§ Aim of the exercise
Can you carry on the passage about the end of Katanga's secession, picking up right after its final sentence?

** Begin Text block **

From Katanga 1960-63: Mercenaries, Spies and the African Nation that Waged War on the World, by Christopher Othen (History Press, 2015), Kindle Loc. ~4646:

On 21 January, Tshombe signed an official declaration that the secession had ended. Along with Munongo, Yav, Muke, Kimba and Kibwe, he dined with UN officials in Kolwezi.

‘Atmosphere friendly’, a UN man telegraphed to Léopoldville, ‘but throughout our conversation we felt Tshombe and Cabinet are extremely REPEAT extremely bitter about Europeans in general, Belgians in particular.’

Munongo publically renounced any further resistance or guerrilla warfare. Tshombe announced that he was prepared to work with Léopoldville to solve the Congo crisis. On Tuesday, Joseph Ileo arrived in Elisabethville to take over the province for the central government and Tshombe returned to the presidential palace to await his fate. UN and Congolese flags flew over Katangese towns.

** End Text block **
** Begin Data **

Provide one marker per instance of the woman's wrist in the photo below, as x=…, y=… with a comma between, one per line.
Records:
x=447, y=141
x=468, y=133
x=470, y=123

** End Data **

§ The response
Since 1960, the UN had lost 135 men in the Congo, including fourteen Irish soldiers (nine of those killed by Baluba at Niemba), thirty-nine Indian, nineteen Swedish and forty-seven Ghanaian soldiers. Only around half the total died at the hands of the Katangese. Baluba, the Léopoldville ANC and Gizenga’s men killed the rest. On the other side, perhaps only thirty-two mercenaries were killed in action during the secession. No one counted dead gendarmes, but they must have been in the low thousands. Civilian deaths on all sides amounted to at least 10,000 and were probably much higher.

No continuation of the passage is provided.